> EXERCISE 1
Please decide whether each statement below agrees with the frozen-ground report. Answer yes or no, and quote the report's deciding words. (a) Kirchhofer says farmers like a hard freeze lasting a couple weeks each winter. (b) Thompson says deeper snow means more frost. (c) Kirchhofer links a higher supply of corn or beans to higher grocery store prices.
> EXERCISE 2
Summarize the frozen-ground report in two sentences.

> PASSAGE

While our temperatures are rising now, old man winter returns soon enough.
Experts say the ground is frozen solid.
Believe it or not, our winter-time ground temperature affects all of us, not during the wintertime.
Patrick Kirchhofer, the Peoria Co. Farm Bureau Manager, told 25 News farmers are at the root of it.
"Farmers do like a good hard freeze ... a couple weeks each winter," said Kirchhofer. "It helps in controlling diseases ... it helps control insect populations the following year, which hopefully will transfer to higher yields the following growing season."
After a couple of above-par years, central Illinois farmers are hopeful this winter's freeze will set up for even better growing conditions; that can have an effect on your wallet.
"It's beneficial to ... the farmers and the consumers," said Kirchhofer, referring to how a higher supply of corn or beans drives down prices at the grocery store for consumers.
Local escavator Matt Thompson showed 25 New how frozen is our soil here in central Illinois is.
He said we can thank the recent cold pattern for our ground conditions, but there's more to it than that.
"Snow cover makes a difference," Thompson said. "The deeper the snow, there's almost no frost."
Thompson said that's because the snow blankets the ground.
While that's led to some areas being frozen solid, other spots are frozen nearly a foot down.
That's much different than last year and Thompson agrees, that is good news for everyone.
"We kind of need a fair amount of winter ... for everything to be normal around here," said Thompson.
A hard freeze helps keep insect populations down, both on the crops and on us.
That's because this winter has been much colder than last year.

> DATA SHOWN
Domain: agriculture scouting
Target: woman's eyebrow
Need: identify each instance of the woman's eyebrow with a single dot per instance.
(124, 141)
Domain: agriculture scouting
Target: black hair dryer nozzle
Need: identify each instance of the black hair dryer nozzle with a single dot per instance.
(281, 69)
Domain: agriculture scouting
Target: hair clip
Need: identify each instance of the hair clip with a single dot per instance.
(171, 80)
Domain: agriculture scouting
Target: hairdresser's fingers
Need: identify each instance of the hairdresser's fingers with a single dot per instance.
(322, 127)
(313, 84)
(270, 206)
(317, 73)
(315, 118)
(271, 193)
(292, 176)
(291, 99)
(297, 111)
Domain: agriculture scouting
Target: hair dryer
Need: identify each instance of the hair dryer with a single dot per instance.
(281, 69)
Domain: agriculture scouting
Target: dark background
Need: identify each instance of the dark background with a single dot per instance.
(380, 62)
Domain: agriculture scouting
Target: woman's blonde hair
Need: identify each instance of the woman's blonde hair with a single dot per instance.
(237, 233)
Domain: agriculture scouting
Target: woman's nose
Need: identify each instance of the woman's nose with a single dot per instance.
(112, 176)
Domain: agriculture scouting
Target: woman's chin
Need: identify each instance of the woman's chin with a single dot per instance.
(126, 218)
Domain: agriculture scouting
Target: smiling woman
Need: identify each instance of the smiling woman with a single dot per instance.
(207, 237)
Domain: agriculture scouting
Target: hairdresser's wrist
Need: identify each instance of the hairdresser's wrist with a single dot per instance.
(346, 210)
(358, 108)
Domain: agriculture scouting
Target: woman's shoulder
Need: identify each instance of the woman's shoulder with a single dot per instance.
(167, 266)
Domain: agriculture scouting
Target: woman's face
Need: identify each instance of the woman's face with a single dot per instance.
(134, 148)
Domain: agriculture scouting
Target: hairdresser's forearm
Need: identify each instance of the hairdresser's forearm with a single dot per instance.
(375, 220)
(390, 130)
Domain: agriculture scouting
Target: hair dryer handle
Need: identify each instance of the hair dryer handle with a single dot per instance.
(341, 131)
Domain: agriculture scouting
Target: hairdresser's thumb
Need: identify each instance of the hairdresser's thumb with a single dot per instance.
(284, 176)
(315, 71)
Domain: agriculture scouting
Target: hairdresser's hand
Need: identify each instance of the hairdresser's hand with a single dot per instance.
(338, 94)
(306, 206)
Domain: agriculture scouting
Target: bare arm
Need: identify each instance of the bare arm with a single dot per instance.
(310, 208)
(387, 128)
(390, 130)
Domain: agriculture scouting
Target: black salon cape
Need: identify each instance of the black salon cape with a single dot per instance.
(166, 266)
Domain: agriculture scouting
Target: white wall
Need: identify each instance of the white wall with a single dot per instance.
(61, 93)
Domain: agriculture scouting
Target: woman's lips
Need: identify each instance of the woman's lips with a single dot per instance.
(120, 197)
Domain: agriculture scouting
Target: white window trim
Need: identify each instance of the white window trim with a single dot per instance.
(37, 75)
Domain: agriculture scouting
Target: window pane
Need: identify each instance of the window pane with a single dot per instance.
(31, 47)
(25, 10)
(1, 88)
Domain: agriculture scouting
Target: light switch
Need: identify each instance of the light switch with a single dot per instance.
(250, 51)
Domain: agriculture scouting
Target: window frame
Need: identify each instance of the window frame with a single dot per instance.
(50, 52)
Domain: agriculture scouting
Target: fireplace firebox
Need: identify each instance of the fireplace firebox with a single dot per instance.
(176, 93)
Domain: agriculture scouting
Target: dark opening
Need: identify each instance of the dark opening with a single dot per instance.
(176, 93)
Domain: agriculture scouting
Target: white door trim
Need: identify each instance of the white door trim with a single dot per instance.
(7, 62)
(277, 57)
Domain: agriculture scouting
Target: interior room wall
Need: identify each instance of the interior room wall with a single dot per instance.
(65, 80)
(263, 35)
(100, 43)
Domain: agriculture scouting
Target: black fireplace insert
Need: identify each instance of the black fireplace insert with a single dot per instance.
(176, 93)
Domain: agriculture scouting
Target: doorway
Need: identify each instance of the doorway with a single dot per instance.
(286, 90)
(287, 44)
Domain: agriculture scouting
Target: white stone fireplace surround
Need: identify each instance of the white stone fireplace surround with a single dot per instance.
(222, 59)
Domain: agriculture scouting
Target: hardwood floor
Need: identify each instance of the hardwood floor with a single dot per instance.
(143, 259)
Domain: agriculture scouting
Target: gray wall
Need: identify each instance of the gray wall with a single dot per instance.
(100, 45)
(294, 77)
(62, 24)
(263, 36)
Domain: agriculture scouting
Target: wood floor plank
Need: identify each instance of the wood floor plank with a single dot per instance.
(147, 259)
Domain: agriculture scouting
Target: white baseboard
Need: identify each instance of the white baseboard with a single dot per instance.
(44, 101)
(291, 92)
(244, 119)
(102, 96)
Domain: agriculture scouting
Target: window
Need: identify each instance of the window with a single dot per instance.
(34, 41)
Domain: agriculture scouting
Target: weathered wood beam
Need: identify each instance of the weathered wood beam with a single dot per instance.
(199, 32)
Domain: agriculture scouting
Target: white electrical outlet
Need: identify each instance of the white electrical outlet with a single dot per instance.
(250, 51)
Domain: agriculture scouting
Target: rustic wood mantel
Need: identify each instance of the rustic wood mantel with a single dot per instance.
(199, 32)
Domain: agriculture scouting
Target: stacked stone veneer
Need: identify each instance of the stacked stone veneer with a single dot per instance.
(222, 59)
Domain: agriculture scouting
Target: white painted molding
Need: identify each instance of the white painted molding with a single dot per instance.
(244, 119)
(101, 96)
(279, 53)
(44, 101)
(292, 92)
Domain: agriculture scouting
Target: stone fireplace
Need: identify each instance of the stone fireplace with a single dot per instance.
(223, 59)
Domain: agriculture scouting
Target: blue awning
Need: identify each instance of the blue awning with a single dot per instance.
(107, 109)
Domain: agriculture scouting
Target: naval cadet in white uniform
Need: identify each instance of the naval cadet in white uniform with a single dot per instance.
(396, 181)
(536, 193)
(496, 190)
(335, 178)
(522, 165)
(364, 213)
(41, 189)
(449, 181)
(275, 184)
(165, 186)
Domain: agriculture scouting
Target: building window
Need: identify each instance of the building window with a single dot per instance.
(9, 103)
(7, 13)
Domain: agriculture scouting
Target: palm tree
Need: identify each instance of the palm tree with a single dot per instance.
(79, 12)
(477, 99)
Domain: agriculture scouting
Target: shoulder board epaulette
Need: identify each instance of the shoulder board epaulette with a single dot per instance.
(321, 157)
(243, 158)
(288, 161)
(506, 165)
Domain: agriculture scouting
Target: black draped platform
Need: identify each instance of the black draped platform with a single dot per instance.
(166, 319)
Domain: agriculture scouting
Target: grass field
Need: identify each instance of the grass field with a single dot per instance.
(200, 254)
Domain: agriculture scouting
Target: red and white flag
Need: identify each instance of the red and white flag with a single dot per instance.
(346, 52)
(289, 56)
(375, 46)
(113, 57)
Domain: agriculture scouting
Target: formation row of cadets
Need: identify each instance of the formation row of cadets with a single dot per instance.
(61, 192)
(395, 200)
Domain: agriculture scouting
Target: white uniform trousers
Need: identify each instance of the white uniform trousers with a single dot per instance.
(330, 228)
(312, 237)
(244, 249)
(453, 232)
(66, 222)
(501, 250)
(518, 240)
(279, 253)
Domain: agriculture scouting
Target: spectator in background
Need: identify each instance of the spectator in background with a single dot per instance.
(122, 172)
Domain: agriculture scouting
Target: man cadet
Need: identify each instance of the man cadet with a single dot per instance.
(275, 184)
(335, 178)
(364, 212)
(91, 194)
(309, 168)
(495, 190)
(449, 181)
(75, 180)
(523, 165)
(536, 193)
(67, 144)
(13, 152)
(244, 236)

> RESPONSE AREA 1
(a) Yes: "Farmers do like a good hard freeze ... a couple weeks each winter"
(b) No: "The deeper the snow, there's almost no frost."
(c) No: "referring to how a higher supply of corn or beans drives down prices at the grocery store for consumers."

> RESPONSE AREA 2
Patrick Kirchhofer, the Peoria Co. Farm Bureau Manager, said a good hard freeze each winter helps control diseases and insect populations, which can mean higher yields and lower grocery store prices for consumers. Matt Thompson said the recent cold pattern and snow cover, which blankets the ground, shape how frozen the soil is, and that a fair amount of winter is needed for everything to be normal.